:: Your assignment ::
Reproduce word for word the part of the trichloroethylene liver tumor abstract between "Mode of Action" and "Bull, Richard J.", inclusive.

Mode of Action of Liver Tumor Induction by Trichloroethylene and Its Metabolites, Trichloroacetate and Dichloroacetate

• Published in: Environmental health perspectives Vol. 108; no. suppl 2; pp. 241 - 259
• Main Author: Bull, Richard J.
• Format: Journal Article
• Language: English
• Published: United States National Institute of Environmental Health Sciences. National Institutes of Health. Department of Health, Education and Welfare 01.05.2000
• Subjects: Animals; Carcinogens, Environmental - adverse effects; dichloroacetic acid; Dichloroacetic Acid - adverse effects; Dosage; Dose response relationship; Dose-Response Relationship, Drug; Hazard Identification; Hepatocytes; Humans; Lesions; Liver; Liver cancer; Liver Neoplasms - chemically induced; Liver Neoplasms, Experimental - chemically induced; Metabolites; Mice; Mutagens - adverse effects; peroxisome proliferators; Potable water; Risk Assessment; Trichloroacetic Acid - adverse effects; Trichloroethylene - adverse effects; Tumors
• ISSN: 0091-6765; 1552-9924
• DOI: 10.1289/ehp.00108s2241

Trichloroethylene (TCE) induces liver cancer in mice but not in rats. Three metabolites of TCE may contribute-chloral hydrate (CH), dichloroacetate (DCA), and trichloroacetate (TCA). CH and TCA appear capable of only inducing liver tumors in mice, but DCA is active in rats as well. The concentrations of TCA in blood required to induce liver cancer approach the mM range. Concentrations of DCA in blood associated with carcinogenesis are in the sub-µM range. The carcinogenic activity of CH is largely dependent on its conversion to TCA and/or DCA. TCA is a peroxisome proliferator in the same dose range that induces liver cancer. Mice with targeted disruptions of the peroxisome proliferator-activated receptor alpha (PPARα) are insensitive to the liver cancer-inducing properties of other peroxisome proliferators. Human cells do not display the responses associated with PPARα that are observed in rodents. This may be attributed to lower levels of expressed PPARα in human liver. DCA treatment produces liver tumors with a different phenotype than TCA. Its tumorigenic effects are closely associated with differential effects on cell replication rates in tumors, normal hepatocytes, and suppression of apoptosis. Growth of DCA-induced tumors has been shown to arrest after cessation of treatment. The DCA and TCA adequately account for the hepatocarcinogenic responses to TCE. Low-level exposure to TCE is not likely to induce liver cancer in humans. Higher exposures to TCE could affect sensitive populations. Sensitivity could be based on different metabolic capacities for TCE or its metabolites or result from certain chronic diseases that have a genetic basis.

:: Extracted records ::

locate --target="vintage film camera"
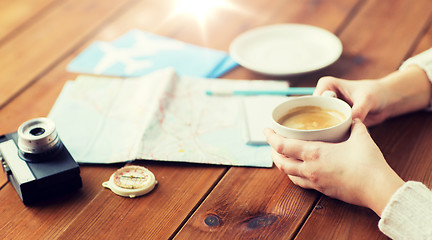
[0,118,82,205]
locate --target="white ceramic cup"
[272,91,352,142]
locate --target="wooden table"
[0,0,432,239]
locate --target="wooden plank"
[0,0,55,42]
[176,1,358,239]
[175,167,319,239]
[0,0,230,239]
[296,0,432,239]
[0,0,137,107]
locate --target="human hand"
[264,119,404,215]
[314,65,432,126]
[314,77,390,126]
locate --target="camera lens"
[17,118,61,154]
[30,127,45,136]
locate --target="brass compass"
[102,166,157,198]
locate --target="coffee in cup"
[272,93,352,142]
[277,106,346,130]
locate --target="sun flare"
[176,0,227,20]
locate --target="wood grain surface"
[0,0,432,239]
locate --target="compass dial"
[114,166,151,189]
[102,166,157,198]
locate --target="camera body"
[0,118,82,205]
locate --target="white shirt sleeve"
[399,48,432,111]
[378,181,432,240]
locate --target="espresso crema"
[277,106,346,130]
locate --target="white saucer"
[230,24,342,76]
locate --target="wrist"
[367,170,405,216]
[378,65,431,117]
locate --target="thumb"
[349,118,370,139]
[352,98,370,121]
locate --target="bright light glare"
[176,0,225,19]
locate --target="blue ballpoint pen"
[206,87,315,96]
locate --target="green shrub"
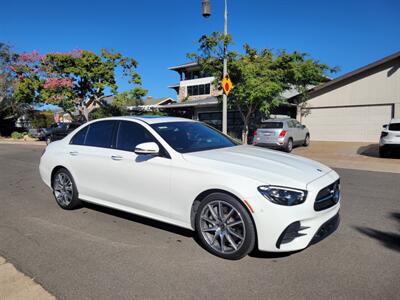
[11,131,25,140]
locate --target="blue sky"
[0,0,400,97]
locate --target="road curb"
[0,256,56,300]
[0,141,46,146]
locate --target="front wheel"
[195,193,256,260]
[52,168,81,210]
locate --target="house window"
[187,83,210,96]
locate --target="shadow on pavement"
[249,250,300,259]
[83,202,194,237]
[354,213,400,252]
[357,144,400,158]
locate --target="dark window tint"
[117,121,155,151]
[187,83,210,96]
[151,122,237,153]
[70,126,89,145]
[85,121,115,148]
[69,124,81,131]
[261,122,283,128]
[389,123,400,131]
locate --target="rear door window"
[261,122,283,129]
[85,120,115,148]
[70,126,89,145]
[389,123,400,131]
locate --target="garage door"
[302,105,392,142]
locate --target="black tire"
[379,147,389,158]
[283,138,293,153]
[303,133,310,147]
[51,168,82,210]
[195,193,256,260]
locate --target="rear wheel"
[379,147,389,158]
[52,168,81,210]
[283,138,293,153]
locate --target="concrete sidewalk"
[293,141,400,173]
[0,138,46,146]
[0,256,55,300]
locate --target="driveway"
[0,145,400,299]
[293,141,400,173]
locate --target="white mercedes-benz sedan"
[39,117,340,259]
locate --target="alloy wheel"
[200,201,246,254]
[53,173,73,206]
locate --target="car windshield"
[261,122,283,128]
[151,122,238,153]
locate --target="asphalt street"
[0,144,400,299]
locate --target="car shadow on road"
[83,202,194,237]
[357,144,400,158]
[249,250,300,259]
[353,213,400,252]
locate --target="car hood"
[183,145,332,189]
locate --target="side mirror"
[135,142,160,156]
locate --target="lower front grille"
[276,221,309,249]
[310,213,340,245]
[314,179,340,211]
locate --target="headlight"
[258,185,307,206]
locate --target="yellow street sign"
[221,74,233,96]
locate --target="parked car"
[379,119,400,157]
[253,118,310,152]
[44,123,81,144]
[39,117,340,259]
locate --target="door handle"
[111,155,123,160]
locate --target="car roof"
[263,118,294,123]
[98,116,196,124]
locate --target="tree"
[188,32,336,143]
[9,49,145,120]
[112,87,147,108]
[0,42,18,120]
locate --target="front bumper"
[249,171,340,252]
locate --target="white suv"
[379,119,400,157]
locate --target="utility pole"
[202,0,228,134]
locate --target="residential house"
[160,62,297,138]
[289,51,400,143]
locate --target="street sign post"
[221,74,233,96]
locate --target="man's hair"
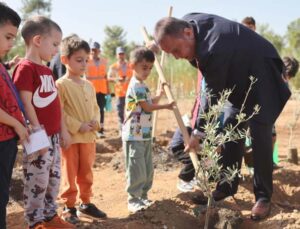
[21,16,62,45]
[283,56,299,78]
[61,34,91,58]
[130,47,155,65]
[154,17,191,43]
[242,17,255,26]
[0,2,21,28]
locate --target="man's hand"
[166,101,176,110]
[146,40,160,54]
[184,135,200,153]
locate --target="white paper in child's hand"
[23,129,50,155]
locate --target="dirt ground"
[8,100,300,229]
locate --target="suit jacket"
[183,13,291,129]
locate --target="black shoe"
[77,203,106,219]
[251,199,271,220]
[192,190,231,205]
[273,163,281,170]
[62,207,80,224]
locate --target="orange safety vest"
[86,58,108,94]
[111,62,132,97]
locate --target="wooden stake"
[152,6,173,141]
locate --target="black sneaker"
[62,207,80,224]
[97,128,105,138]
[77,203,106,219]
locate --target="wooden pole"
[152,6,173,141]
[142,27,198,171]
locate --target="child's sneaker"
[27,223,47,229]
[177,179,194,192]
[140,198,153,207]
[128,198,147,213]
[44,215,75,229]
[97,128,105,138]
[77,203,106,219]
[62,207,80,224]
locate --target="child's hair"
[61,34,91,58]
[0,2,21,28]
[242,17,255,26]
[21,16,62,45]
[130,47,155,65]
[283,56,299,78]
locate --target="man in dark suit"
[154,13,290,220]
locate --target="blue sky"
[1,0,300,43]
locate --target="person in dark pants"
[154,13,291,220]
[0,2,28,229]
[169,126,195,192]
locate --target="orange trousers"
[60,143,96,208]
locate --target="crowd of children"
[0,2,299,229]
[0,3,173,229]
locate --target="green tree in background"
[103,25,126,59]
[257,24,284,55]
[286,18,300,59]
[285,18,300,89]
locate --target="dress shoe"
[192,190,231,205]
[251,199,271,220]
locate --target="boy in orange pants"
[56,35,106,224]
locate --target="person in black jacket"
[154,13,291,220]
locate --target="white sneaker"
[177,179,194,192]
[127,199,147,213]
[140,198,153,207]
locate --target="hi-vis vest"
[86,58,108,94]
[111,62,132,97]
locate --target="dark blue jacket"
[183,13,291,129]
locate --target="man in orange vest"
[86,42,109,138]
[108,47,132,136]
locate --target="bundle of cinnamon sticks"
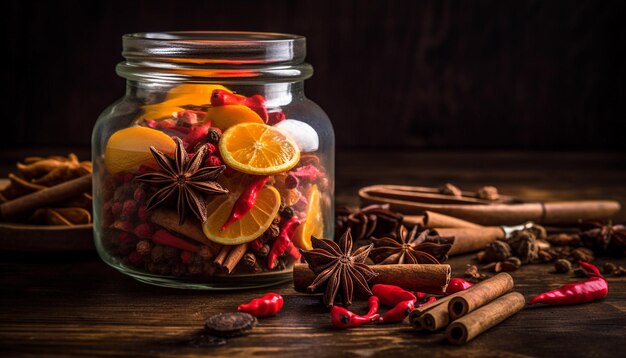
[409,273,526,345]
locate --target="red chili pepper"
[528,261,609,305]
[372,284,417,306]
[237,292,284,317]
[446,277,473,295]
[267,112,287,126]
[330,296,380,329]
[152,229,200,252]
[286,242,302,261]
[183,122,211,148]
[417,296,437,307]
[216,176,270,231]
[211,90,268,123]
[285,164,324,183]
[378,300,415,323]
[267,216,300,270]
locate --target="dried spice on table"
[335,204,403,243]
[528,261,609,305]
[579,220,626,256]
[137,138,228,225]
[301,229,376,307]
[370,225,454,265]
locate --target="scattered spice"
[507,229,539,264]
[439,183,463,198]
[330,296,380,329]
[335,204,403,241]
[570,247,595,262]
[372,284,417,306]
[370,225,454,265]
[554,259,572,273]
[301,229,376,307]
[237,292,284,317]
[480,240,511,262]
[465,264,489,282]
[136,138,228,225]
[579,220,626,255]
[528,261,609,305]
[547,232,580,246]
[446,277,474,295]
[476,186,500,201]
[378,300,415,324]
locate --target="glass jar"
[92,32,335,289]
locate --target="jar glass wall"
[92,32,334,289]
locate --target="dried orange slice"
[219,123,300,175]
[293,184,324,250]
[104,126,176,174]
[202,175,280,245]
[206,104,264,130]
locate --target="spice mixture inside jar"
[93,32,334,289]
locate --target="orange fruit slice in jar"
[293,184,324,250]
[202,175,280,245]
[219,123,300,175]
[104,126,176,174]
[206,104,264,130]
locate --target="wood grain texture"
[0,152,626,357]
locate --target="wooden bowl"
[0,179,95,252]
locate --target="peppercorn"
[172,263,187,277]
[150,245,165,265]
[280,206,294,220]
[554,259,572,273]
[135,240,152,256]
[257,244,271,257]
[242,251,256,267]
[163,246,180,262]
[198,246,213,259]
[206,127,222,145]
[476,186,500,201]
[482,240,511,262]
[439,183,463,198]
[572,247,594,262]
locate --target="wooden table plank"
[0,153,626,357]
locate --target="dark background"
[0,0,626,151]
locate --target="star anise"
[580,220,626,255]
[302,229,376,307]
[335,204,402,242]
[137,138,228,225]
[371,225,454,265]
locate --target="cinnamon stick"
[434,226,505,255]
[0,174,92,219]
[293,264,450,294]
[213,245,232,267]
[409,273,513,331]
[446,292,526,345]
[448,272,513,320]
[409,294,456,331]
[424,210,482,229]
[220,243,248,273]
[150,209,222,256]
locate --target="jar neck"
[126,80,305,107]
[117,32,313,86]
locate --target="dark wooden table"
[0,152,626,357]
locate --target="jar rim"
[117,31,312,82]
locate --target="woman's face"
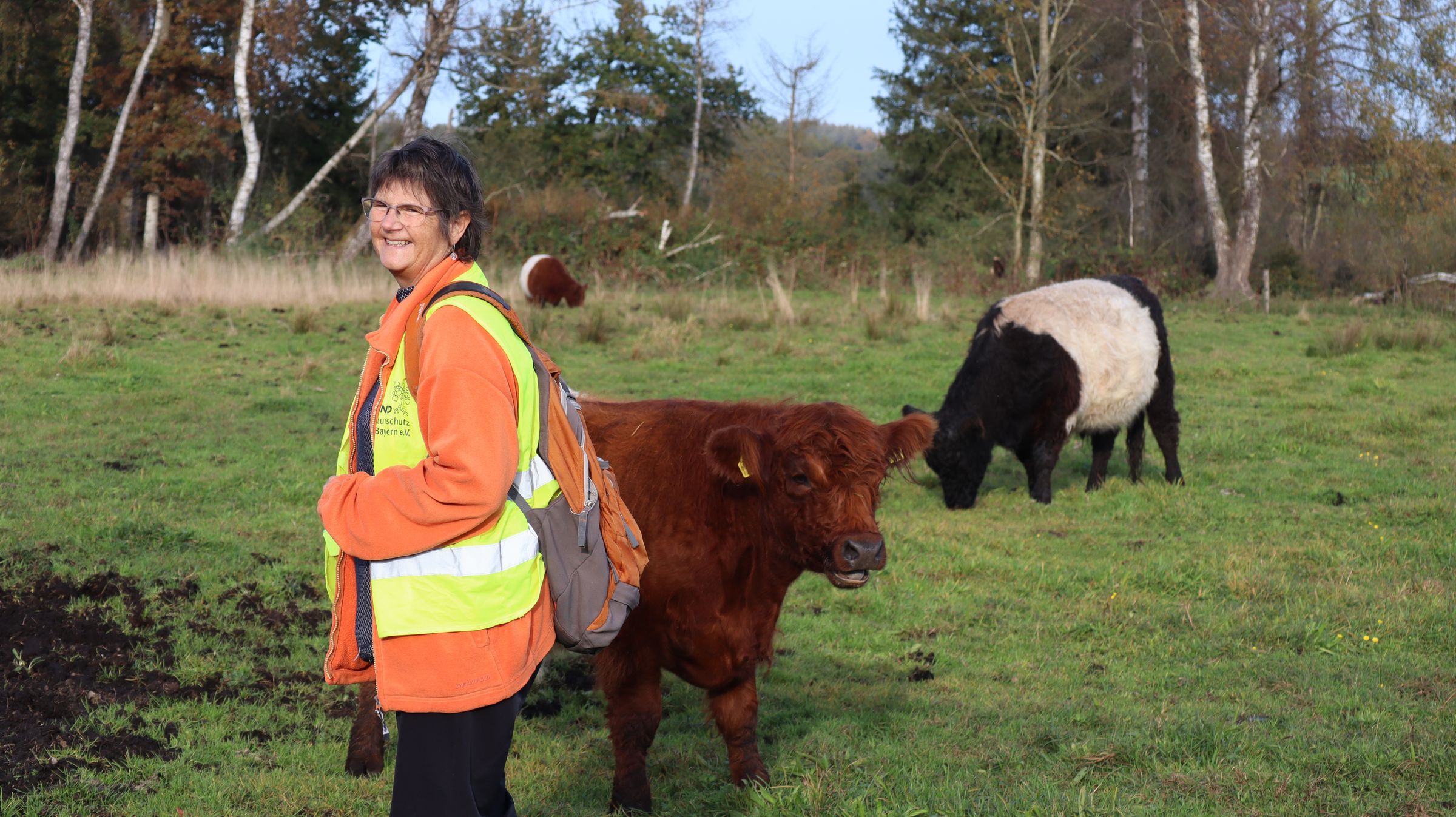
[368,181,470,287]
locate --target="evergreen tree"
[875,0,1019,239]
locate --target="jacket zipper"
[323,346,389,683]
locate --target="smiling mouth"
[827,571,869,590]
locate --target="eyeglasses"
[360,197,444,227]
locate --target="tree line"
[0,0,1456,298]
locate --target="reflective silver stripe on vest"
[370,529,540,581]
[516,454,556,500]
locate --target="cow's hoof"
[732,760,769,787]
[343,751,385,778]
[607,789,652,814]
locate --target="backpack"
[405,281,647,654]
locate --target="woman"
[319,137,556,817]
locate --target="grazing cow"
[902,275,1182,508]
[521,255,587,306]
[345,400,935,810]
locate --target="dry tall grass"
[764,261,794,326]
[911,266,935,323]
[0,250,394,306]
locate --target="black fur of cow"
[902,275,1182,508]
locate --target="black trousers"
[389,673,536,817]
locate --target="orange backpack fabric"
[405,281,648,654]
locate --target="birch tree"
[1127,0,1150,247]
[764,36,824,195]
[227,0,259,244]
[66,0,169,264]
[933,0,1091,281]
[45,0,96,262]
[677,0,712,218]
[1026,0,1077,281]
[399,0,460,144]
[1184,0,1274,300]
[336,0,460,261]
[258,62,419,236]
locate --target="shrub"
[576,304,616,344]
[1304,317,1366,357]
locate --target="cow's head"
[900,405,990,509]
[705,403,935,587]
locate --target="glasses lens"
[394,204,425,227]
[360,198,389,221]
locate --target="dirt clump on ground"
[0,571,332,799]
[0,573,176,795]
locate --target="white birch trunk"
[259,62,419,236]
[1215,0,1273,298]
[66,0,167,264]
[678,0,709,218]
[45,0,96,262]
[227,0,259,244]
[789,79,800,195]
[1026,0,1060,283]
[399,0,460,144]
[141,192,161,252]
[1184,0,1229,275]
[1127,0,1150,246]
[335,0,460,262]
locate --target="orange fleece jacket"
[319,259,554,712]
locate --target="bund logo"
[389,383,411,411]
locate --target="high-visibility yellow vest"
[323,264,561,638]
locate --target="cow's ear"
[703,425,764,485]
[880,412,935,468]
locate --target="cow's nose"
[840,536,885,571]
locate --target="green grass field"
[0,278,1456,817]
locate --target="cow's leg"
[1022,427,1067,505]
[343,682,385,776]
[1088,428,1117,491]
[597,651,662,811]
[940,432,996,508]
[1127,411,1147,482]
[707,676,769,787]
[1147,375,1182,485]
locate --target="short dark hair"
[368,135,487,261]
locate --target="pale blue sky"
[369,0,900,131]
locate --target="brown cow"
[521,255,587,306]
[346,400,935,810]
[584,400,935,810]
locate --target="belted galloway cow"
[346,400,935,811]
[902,275,1182,508]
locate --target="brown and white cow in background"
[346,400,935,810]
[521,255,587,306]
[903,275,1182,508]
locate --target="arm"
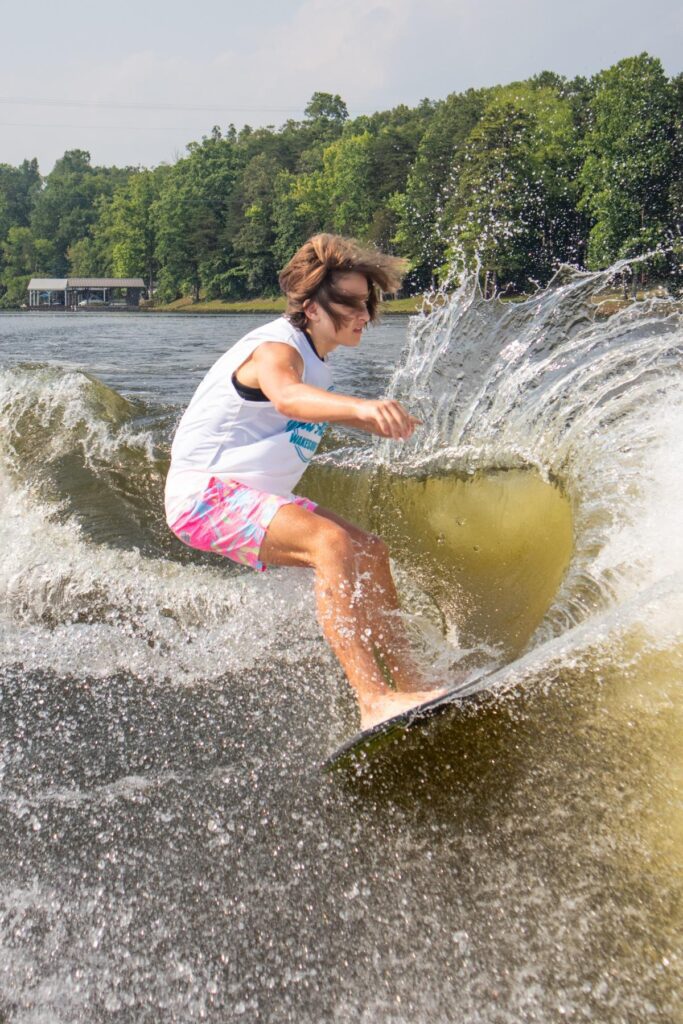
[252,342,420,440]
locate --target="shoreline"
[140,295,423,316]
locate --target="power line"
[0,96,303,114]
[0,121,214,132]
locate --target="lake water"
[0,271,683,1024]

:: Response to the task ::
Mode of Action of Liver Tumor Induction by Trichloroethylene and Its Metabolites, Trichloroacetate and Dichloroacetate

• Published in: Environmental health perspectives Vol. 108; no. suppl 2; pp. 241 - 259
• Main Author: Bull, Richard J.